*** Block opens ***
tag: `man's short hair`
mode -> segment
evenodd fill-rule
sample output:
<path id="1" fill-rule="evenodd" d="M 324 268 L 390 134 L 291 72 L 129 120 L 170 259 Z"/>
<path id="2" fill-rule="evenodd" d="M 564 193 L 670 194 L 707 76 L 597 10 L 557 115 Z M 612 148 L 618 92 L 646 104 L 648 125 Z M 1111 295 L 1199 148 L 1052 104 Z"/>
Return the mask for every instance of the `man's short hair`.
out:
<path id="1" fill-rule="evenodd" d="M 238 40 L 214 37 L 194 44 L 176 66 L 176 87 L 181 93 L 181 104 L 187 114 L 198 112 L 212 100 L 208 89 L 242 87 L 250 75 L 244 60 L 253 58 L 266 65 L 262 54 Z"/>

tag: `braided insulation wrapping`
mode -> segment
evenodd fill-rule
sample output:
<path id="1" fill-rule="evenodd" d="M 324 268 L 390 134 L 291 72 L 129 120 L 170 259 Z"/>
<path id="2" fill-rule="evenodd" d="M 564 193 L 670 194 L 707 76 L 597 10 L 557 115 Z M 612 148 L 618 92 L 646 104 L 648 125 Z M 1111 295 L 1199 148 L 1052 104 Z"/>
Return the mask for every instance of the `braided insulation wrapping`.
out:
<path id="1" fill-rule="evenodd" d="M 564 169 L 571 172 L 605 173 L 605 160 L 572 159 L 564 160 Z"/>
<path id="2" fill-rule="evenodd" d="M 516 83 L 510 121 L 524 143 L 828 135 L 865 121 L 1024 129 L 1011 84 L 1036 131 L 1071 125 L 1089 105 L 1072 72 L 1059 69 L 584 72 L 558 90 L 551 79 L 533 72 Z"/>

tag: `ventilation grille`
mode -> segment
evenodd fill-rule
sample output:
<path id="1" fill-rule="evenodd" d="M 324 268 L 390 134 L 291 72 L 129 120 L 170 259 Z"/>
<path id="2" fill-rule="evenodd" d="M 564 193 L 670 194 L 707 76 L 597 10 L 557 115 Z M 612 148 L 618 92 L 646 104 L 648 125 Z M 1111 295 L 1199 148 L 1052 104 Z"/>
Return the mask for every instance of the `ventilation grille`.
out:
*** Block closes ***
What to produce =
Within the material above, show every line that includes "instance".

Exercise result =
Return the mask for every instance of the `man's short hair`.
Return the mask for every instance of the `braided insulation wrapping`.
Return the mask for every instance of the `ventilation grille`.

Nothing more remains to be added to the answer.